§ **PASSAGE SHOWN**:
::::

China's consumer price index declined 1.1 percent in May compared with the same month last year, the National Bureau of Statistics said yesterday.
The latest decline follows a drop of 1.3 percent in April, 0.8 percent in March, 1 percent in January and 0.3 percent in December and November last year.
The consumer price index in the first five months of the year was down 0.8 percent compared with the same period a year ago, the statistics bureau said.
"There are no signs that the consumer price index (CPI), the key inflation gauge for Chinese policy makers, will pick up soon," said Li Xiaochao, deputy director of the bureau's comprehensive statistics department.
The falling prices will have negative effects on the country's sound economic development, he said.
"The government should further beef up the role of its monetary policy to deal with the falling price issue," he said.
The central bank may increase the monetary supply and increase loans for small- and medium-sized private companies, he added.

::::

§ **TASK ITEM A**: Write out the part of the consumer price report that begins at "The consumer price index in" and stops after "comprehensive statistics department.", word for word.
§ **TASK ITEM B**: Carry the report on China's falling consumer prices further, starting after its last sentence.

§ **INFORMATION PROVIDED**:

::::

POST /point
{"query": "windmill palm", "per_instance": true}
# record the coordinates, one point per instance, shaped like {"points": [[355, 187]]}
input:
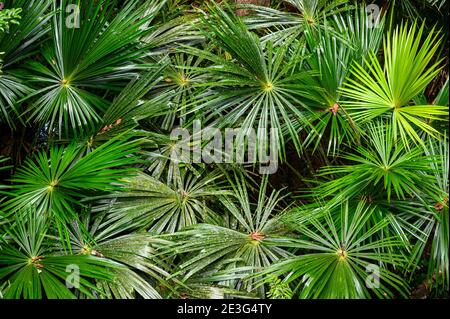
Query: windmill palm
{"points": [[339, 253]]}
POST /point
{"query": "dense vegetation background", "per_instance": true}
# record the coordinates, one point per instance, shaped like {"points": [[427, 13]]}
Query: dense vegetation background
{"points": [[93, 204]]}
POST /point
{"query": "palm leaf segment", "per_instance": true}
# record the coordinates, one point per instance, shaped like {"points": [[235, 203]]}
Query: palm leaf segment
{"points": [[340, 254], [387, 92], [33, 269], [54, 183], [243, 244]]}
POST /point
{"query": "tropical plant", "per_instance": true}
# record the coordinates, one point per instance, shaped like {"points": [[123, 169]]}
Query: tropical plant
{"points": [[102, 199]]}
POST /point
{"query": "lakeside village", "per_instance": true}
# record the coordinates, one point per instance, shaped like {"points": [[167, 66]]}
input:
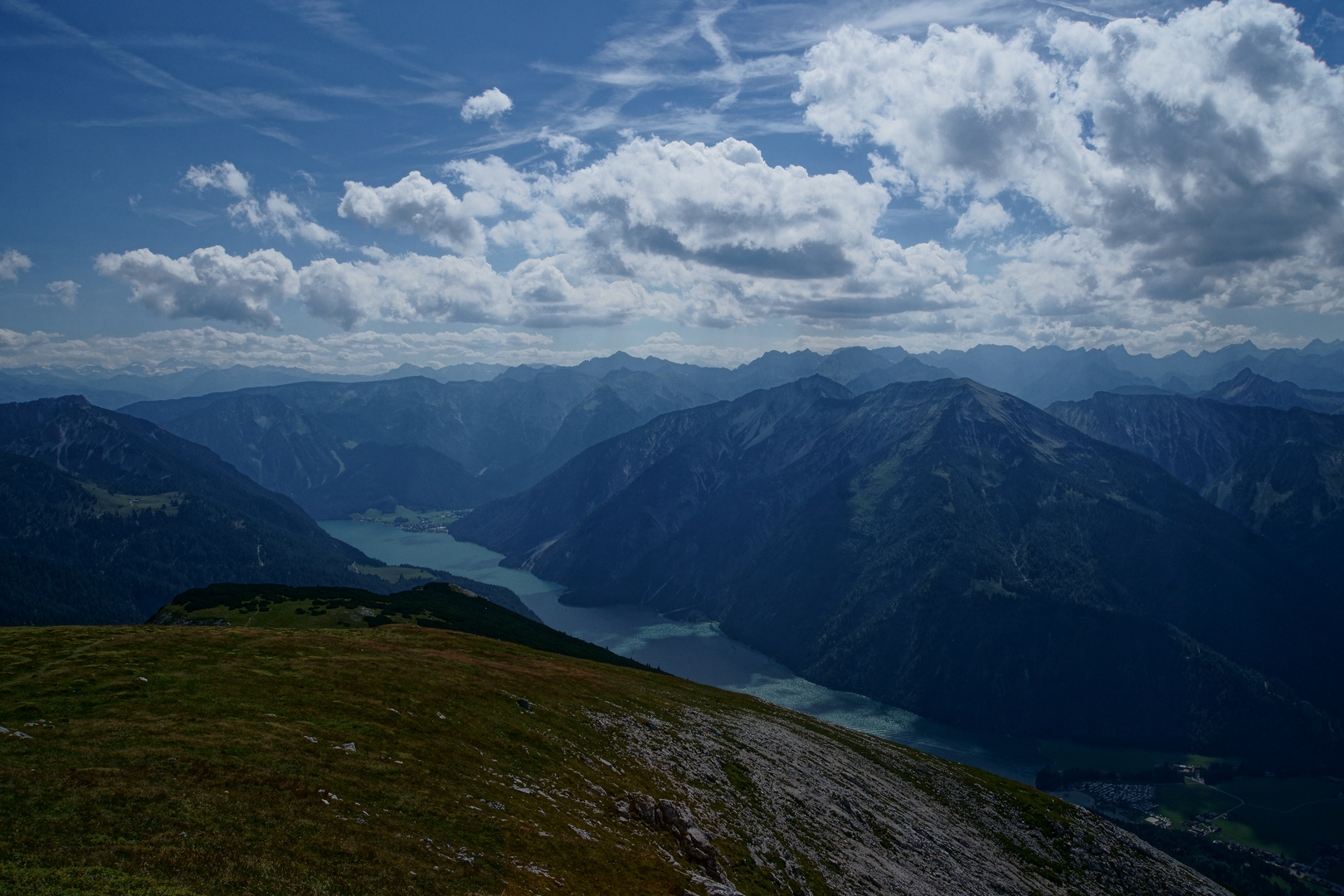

::::

§ **WRITTEN REPLY A**:
The consumer price index in the first five months of the year was down 0.8 percent compared with the same period a year ago, the statistics bureau said.
"There are no signs that the consumer price index (CPI), the key inflation gauge for Chinese policy makers, will pick up soon," said Li Xiaochao, deputy director of the bureau's comprehensive statistics department.

§ **WRITTEN REPLY B**:
Urban consumer prices in May dropped 1.7 percent compared with a year ago, while rural prices fell 0.4 percent, according to the statistics bureau.
Prices for consumer goods in May dropped 1.9 percent from a year earlier, while prices for services rose 1.6 percent.
Prices for non-food goods dropped 0.9 percent, and food prices were down 1.5 percent.
"The imbalance between demand and supply continues to be a major reason for the CPI decline," said Niu Li, a senior economist with the State Information Centre.
"More than 80 percent of the China-made products are oversupplied. This situation can not change much in the short term, because the country has yet to create new products and new areas for consumption and investment," Niu said.
Presently, policy factors still play an important role in expanding domestic demand, he said.
Fixed-asset investment greatly depends upon government injections and in particular, treasury bonds, he said.
Consumers could theoretically help pick up the demand by continuing to spend, but consumption has become an uncertain contributor in the months ahead, he said. "The central government cannot expect Chinese consumers to spend further as they have worries such as pension, medical care and their children's education."
While the rural population may have more consumption desire, it lacks funds due to slow income growth in the past few years.
The CPI decline also suggests that the global slowdown is having an impact on China, Li said.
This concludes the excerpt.